• WHAT YOU NEED TO DO:
Scan the entries below for the word "mask" and copy every line in which it occurs.

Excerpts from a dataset
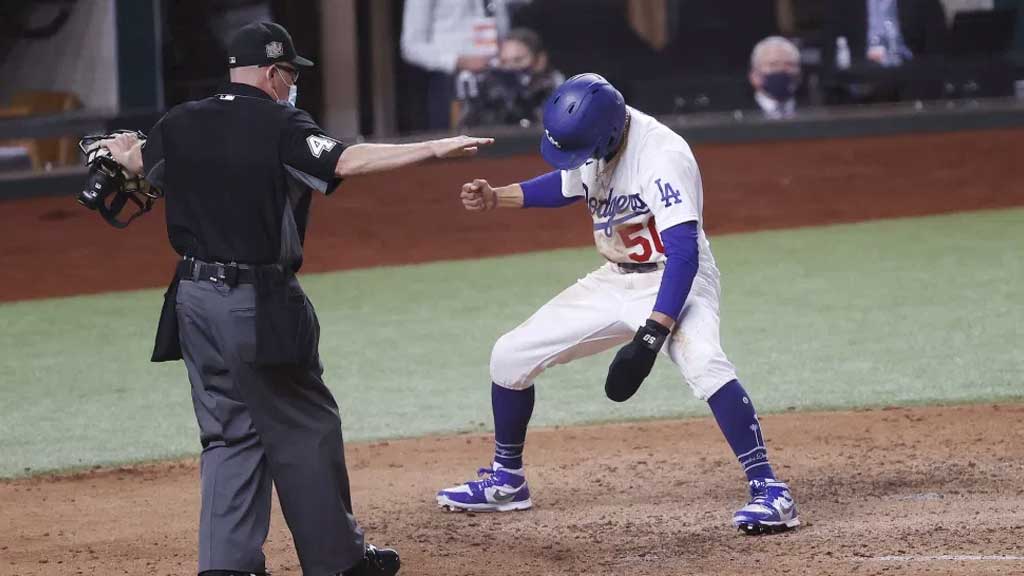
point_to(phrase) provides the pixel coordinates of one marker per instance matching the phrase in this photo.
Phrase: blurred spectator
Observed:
(887, 33)
(514, 91)
(775, 76)
(593, 36)
(444, 37)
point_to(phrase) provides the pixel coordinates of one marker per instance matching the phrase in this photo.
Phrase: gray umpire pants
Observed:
(262, 425)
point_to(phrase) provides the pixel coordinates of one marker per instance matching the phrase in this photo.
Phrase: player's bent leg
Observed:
(580, 322)
(695, 347)
(503, 487)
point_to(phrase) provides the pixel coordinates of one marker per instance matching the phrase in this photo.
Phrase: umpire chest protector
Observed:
(238, 170)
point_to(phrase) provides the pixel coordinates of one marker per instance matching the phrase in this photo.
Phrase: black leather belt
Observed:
(638, 268)
(230, 274)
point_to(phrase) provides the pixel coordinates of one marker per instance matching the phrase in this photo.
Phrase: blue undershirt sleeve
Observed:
(545, 192)
(681, 250)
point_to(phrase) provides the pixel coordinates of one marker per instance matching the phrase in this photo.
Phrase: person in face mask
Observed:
(513, 91)
(775, 76)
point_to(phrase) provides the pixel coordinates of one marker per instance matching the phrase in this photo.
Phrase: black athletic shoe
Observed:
(378, 562)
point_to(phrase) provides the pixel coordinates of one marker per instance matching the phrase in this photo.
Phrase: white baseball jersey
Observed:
(652, 184)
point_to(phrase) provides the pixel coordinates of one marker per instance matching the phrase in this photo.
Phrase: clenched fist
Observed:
(477, 196)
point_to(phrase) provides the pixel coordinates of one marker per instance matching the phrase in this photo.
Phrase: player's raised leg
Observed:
(580, 322)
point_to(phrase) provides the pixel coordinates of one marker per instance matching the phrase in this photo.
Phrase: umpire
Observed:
(237, 170)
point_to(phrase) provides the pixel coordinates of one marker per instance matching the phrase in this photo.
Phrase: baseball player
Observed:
(658, 291)
(238, 171)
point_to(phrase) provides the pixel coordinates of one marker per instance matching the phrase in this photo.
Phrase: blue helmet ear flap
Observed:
(583, 119)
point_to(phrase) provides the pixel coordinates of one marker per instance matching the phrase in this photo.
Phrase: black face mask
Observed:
(779, 85)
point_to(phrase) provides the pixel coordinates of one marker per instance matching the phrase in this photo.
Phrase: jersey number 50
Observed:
(627, 234)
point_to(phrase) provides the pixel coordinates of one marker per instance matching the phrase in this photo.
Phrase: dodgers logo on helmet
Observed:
(583, 119)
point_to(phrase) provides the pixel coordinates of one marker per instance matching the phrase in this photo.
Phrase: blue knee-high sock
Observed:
(512, 411)
(735, 415)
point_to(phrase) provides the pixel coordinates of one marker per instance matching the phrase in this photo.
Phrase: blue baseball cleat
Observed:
(500, 490)
(771, 508)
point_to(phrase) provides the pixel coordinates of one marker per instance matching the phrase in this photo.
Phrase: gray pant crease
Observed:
(260, 426)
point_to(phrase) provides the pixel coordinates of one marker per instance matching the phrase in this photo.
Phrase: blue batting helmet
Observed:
(583, 119)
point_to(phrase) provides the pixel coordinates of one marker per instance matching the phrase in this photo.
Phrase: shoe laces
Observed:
(488, 477)
(759, 491)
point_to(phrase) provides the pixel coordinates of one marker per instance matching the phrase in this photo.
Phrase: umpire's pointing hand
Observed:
(477, 196)
(458, 147)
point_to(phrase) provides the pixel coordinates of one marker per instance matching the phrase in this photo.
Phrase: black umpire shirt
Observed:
(237, 170)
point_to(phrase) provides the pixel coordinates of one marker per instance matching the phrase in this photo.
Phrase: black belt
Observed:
(638, 268)
(230, 274)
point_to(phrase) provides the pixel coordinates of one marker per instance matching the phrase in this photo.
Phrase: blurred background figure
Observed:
(513, 91)
(887, 33)
(444, 37)
(775, 75)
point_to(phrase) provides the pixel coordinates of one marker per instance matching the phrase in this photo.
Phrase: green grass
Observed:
(897, 312)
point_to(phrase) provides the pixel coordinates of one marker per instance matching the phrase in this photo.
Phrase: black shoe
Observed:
(378, 562)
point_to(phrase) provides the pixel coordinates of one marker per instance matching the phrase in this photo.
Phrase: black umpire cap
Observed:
(262, 43)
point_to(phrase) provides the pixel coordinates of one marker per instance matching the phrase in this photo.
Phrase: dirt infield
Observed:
(52, 247)
(905, 491)
(896, 491)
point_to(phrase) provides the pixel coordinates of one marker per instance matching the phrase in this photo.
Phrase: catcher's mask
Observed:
(110, 188)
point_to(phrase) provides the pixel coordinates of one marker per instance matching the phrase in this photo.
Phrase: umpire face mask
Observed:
(293, 89)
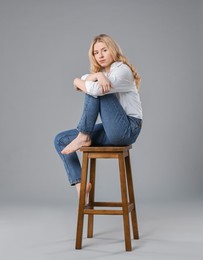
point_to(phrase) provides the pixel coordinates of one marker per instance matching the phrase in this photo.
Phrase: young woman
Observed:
(111, 91)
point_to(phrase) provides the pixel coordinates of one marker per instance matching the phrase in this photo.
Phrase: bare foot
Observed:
(77, 143)
(88, 189)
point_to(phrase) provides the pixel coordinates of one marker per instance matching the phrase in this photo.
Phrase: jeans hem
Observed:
(75, 182)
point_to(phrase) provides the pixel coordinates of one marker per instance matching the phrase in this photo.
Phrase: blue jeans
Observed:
(116, 129)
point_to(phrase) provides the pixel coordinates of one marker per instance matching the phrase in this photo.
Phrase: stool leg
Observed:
(131, 197)
(91, 198)
(124, 202)
(78, 244)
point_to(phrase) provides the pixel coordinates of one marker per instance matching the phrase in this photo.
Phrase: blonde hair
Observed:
(116, 53)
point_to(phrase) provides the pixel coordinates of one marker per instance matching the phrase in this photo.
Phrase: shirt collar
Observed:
(115, 65)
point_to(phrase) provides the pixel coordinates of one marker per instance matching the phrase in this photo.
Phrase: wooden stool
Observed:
(127, 204)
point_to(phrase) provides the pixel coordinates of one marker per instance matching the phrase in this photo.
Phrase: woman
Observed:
(111, 91)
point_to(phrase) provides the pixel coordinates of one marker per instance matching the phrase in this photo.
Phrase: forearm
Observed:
(79, 84)
(93, 77)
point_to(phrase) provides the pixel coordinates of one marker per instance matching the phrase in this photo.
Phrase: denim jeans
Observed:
(116, 129)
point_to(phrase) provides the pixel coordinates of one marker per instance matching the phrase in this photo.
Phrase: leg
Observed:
(71, 161)
(85, 126)
(119, 128)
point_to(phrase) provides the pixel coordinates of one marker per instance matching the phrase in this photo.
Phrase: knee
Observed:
(58, 138)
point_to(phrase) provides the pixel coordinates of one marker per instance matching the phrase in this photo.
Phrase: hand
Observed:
(104, 82)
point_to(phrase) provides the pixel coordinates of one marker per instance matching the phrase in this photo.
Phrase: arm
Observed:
(121, 80)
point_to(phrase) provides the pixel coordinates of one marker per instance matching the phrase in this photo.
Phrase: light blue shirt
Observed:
(123, 84)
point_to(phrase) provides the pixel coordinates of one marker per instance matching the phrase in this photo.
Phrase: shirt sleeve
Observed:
(121, 79)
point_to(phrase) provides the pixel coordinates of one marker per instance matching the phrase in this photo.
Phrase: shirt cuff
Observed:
(84, 76)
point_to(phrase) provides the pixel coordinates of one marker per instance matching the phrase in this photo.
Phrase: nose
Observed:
(101, 54)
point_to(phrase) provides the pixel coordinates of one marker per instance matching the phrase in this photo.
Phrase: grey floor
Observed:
(167, 231)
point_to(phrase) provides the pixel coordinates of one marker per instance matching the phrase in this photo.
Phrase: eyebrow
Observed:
(101, 49)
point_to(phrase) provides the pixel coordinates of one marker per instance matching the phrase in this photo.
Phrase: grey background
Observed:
(44, 45)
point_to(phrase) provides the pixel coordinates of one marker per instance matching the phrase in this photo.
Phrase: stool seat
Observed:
(127, 205)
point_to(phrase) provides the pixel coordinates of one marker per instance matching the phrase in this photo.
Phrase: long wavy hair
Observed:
(116, 53)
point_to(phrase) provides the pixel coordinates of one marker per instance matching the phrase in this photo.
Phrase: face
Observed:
(102, 55)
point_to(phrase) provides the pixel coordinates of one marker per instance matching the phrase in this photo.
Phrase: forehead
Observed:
(99, 46)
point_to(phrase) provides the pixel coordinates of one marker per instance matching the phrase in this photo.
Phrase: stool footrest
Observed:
(103, 212)
(89, 209)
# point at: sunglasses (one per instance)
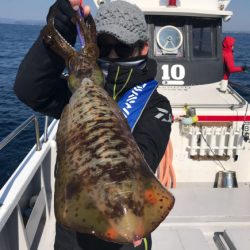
(122, 50)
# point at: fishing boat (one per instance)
(206, 164)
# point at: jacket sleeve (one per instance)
(153, 129)
(229, 61)
(38, 83)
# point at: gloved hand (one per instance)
(62, 20)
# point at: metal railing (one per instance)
(20, 128)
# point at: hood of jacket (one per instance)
(120, 78)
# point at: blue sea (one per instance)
(15, 41)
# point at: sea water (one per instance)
(15, 41)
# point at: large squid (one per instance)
(103, 184)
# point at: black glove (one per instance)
(244, 68)
(62, 20)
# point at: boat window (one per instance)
(203, 38)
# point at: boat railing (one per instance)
(26, 200)
(21, 128)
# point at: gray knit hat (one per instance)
(123, 20)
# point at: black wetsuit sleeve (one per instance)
(38, 82)
(153, 130)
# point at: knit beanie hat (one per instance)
(123, 20)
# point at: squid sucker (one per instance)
(103, 185)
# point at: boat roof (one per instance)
(211, 8)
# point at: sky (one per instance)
(37, 10)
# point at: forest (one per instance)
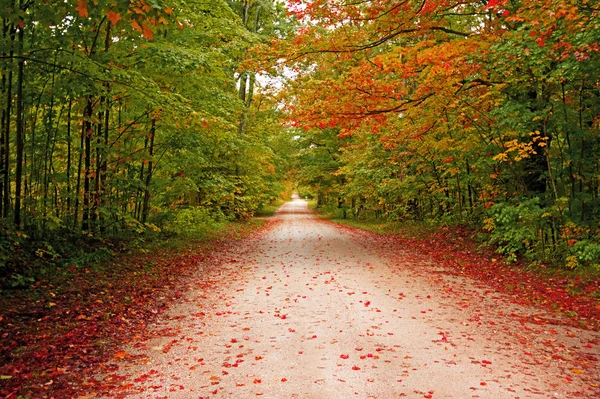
(133, 120)
(140, 140)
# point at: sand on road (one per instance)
(307, 309)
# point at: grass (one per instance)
(270, 209)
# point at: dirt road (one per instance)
(310, 310)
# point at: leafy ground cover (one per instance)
(576, 294)
(61, 328)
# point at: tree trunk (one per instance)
(146, 208)
(20, 128)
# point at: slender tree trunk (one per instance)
(146, 208)
(20, 128)
(68, 172)
(78, 186)
(87, 127)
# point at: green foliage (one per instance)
(515, 227)
(196, 222)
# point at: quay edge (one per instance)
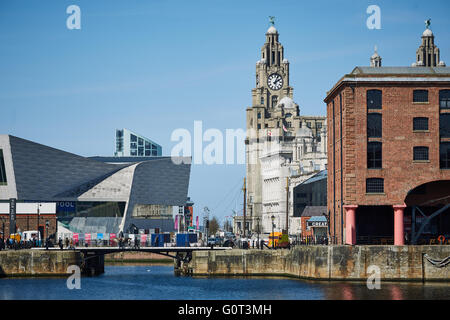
(351, 263)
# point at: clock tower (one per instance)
(272, 73)
(270, 117)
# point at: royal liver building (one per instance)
(283, 148)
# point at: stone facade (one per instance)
(406, 263)
(282, 147)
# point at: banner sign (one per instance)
(317, 224)
(12, 215)
(66, 206)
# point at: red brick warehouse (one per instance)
(389, 151)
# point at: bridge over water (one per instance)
(92, 259)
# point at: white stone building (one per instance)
(282, 147)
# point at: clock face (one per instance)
(275, 81)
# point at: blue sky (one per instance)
(155, 66)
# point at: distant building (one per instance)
(99, 194)
(389, 151)
(130, 144)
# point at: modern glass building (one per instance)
(130, 144)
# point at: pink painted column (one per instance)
(350, 224)
(399, 230)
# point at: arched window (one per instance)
(374, 99)
(420, 153)
(374, 155)
(274, 101)
(375, 185)
(444, 99)
(374, 127)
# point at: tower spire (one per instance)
(428, 53)
(375, 59)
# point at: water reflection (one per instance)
(159, 282)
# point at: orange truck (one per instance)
(279, 239)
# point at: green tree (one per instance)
(213, 226)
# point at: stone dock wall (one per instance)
(24, 263)
(396, 263)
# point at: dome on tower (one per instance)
(272, 30)
(427, 33)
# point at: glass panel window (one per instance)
(444, 155)
(420, 153)
(420, 124)
(374, 185)
(374, 155)
(420, 96)
(444, 99)
(374, 99)
(2, 169)
(374, 125)
(444, 125)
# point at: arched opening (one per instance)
(427, 216)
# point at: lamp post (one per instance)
(257, 229)
(273, 235)
(39, 233)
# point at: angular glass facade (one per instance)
(2, 169)
(130, 144)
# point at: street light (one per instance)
(39, 233)
(273, 235)
(257, 230)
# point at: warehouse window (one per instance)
(444, 99)
(420, 96)
(420, 124)
(374, 155)
(444, 125)
(2, 169)
(375, 185)
(444, 155)
(420, 153)
(374, 99)
(374, 125)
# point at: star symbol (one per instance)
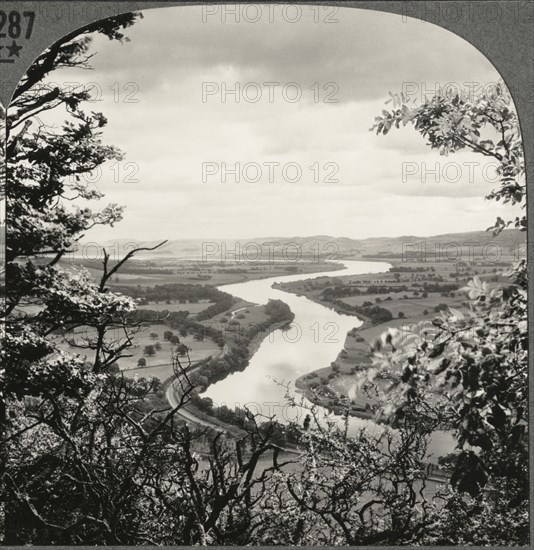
(14, 49)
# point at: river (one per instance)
(314, 340)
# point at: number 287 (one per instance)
(13, 22)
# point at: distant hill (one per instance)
(509, 241)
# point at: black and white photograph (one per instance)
(265, 276)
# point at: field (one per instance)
(160, 362)
(177, 306)
(406, 293)
(199, 272)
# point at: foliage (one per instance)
(485, 123)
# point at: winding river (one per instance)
(314, 340)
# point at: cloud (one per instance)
(353, 182)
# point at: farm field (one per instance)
(158, 362)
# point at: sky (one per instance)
(309, 83)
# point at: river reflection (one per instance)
(314, 340)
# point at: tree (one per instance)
(478, 359)
(486, 124)
(149, 350)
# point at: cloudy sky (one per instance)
(306, 165)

• COMPLETED TASK:
Phrase: person in face mask
Phrase: black face mask
Phrase: catcher's mask
Phrase: umpire face mask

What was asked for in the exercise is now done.